TASK TO CARRY OUT:
Update everything from "Detect the office" down to "[429,154,436,174]" by putting "3D model" wherever "virtual item" appears, changing nothing else.

(A run of items)
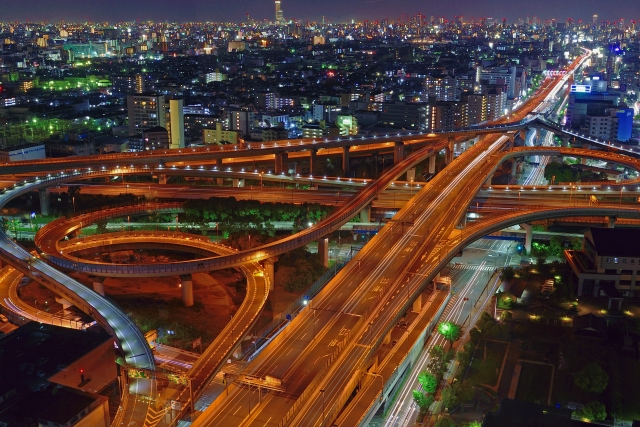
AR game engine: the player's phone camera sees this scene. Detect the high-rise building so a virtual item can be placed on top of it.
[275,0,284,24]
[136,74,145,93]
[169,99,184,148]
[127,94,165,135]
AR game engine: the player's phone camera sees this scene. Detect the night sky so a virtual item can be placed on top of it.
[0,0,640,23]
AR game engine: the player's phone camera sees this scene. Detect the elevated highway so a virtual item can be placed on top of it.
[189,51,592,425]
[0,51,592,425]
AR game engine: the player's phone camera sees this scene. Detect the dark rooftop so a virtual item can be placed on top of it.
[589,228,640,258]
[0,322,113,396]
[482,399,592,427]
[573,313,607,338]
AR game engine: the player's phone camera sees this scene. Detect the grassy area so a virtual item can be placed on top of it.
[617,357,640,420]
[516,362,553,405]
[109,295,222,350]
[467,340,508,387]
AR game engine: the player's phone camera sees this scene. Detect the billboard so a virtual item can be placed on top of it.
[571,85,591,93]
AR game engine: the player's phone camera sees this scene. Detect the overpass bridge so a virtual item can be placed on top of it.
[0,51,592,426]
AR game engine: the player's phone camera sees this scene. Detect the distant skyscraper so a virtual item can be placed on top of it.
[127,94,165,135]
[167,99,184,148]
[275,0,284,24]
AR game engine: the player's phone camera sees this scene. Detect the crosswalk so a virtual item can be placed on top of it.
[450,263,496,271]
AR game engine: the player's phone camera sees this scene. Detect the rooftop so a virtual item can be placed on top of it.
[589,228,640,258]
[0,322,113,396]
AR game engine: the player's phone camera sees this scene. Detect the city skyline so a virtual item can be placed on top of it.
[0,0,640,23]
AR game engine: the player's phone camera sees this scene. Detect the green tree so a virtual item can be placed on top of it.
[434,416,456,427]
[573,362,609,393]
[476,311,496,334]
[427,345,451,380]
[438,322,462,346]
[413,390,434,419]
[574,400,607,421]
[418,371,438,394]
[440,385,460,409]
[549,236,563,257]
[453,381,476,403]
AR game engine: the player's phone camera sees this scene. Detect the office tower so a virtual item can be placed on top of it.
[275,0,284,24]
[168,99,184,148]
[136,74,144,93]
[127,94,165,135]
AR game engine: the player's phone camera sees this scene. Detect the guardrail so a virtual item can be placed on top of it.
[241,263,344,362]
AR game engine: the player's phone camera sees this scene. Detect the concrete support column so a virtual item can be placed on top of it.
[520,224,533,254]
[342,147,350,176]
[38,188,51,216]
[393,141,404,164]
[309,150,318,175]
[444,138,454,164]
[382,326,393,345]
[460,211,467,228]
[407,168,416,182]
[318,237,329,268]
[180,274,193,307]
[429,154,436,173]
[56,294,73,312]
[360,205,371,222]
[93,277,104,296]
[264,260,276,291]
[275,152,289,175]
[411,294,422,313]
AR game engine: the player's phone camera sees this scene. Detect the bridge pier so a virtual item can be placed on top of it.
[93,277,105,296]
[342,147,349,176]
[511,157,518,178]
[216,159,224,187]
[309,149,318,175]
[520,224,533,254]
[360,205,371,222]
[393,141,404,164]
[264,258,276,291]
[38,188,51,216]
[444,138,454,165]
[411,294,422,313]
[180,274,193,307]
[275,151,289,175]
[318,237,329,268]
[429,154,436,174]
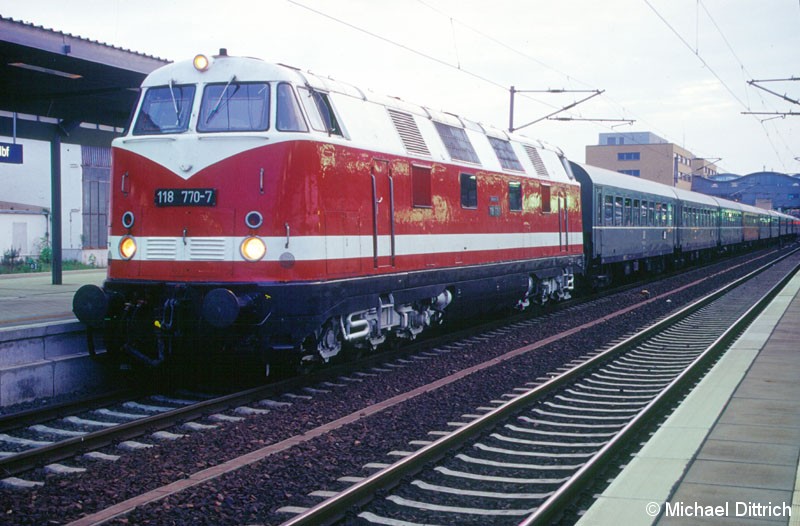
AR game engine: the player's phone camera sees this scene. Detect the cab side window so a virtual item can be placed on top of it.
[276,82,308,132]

THE SOLUTION:
AR game engine: the player's phone camera sees this scene. Detect the office tower so a 3D model can be placed on top of it.
[275,0,284,24]
[168,99,184,148]
[136,74,144,93]
[127,94,165,135]
AR game engine: the player's phone camera sees this scene. Detect the guardrail so a 3D model can be placed on top of it.
[241,263,344,362]
AR game engine: the player's phone camera sees this scene. Detect the concrete support column so a 3D model can be placed on top of it.
[520,224,533,254]
[342,147,350,176]
[38,188,51,216]
[393,141,404,164]
[309,150,318,175]
[444,138,454,164]
[382,326,393,345]
[460,211,467,228]
[407,168,416,182]
[318,237,329,268]
[180,274,193,307]
[429,154,436,173]
[56,294,73,312]
[360,205,371,222]
[93,277,104,296]
[264,260,276,291]
[275,152,289,175]
[411,294,422,313]
AR game engine: the player's phone camera sees this scene. Detect the bridge pier so a 3D model can be placed on top of it.
[93,277,105,296]
[342,147,349,176]
[511,157,518,178]
[216,159,224,187]
[309,149,318,175]
[520,224,533,254]
[360,205,371,222]
[393,141,404,164]
[264,258,276,291]
[38,188,51,216]
[444,138,454,165]
[411,294,422,313]
[180,274,193,307]
[275,151,289,175]
[318,237,329,268]
[429,154,436,174]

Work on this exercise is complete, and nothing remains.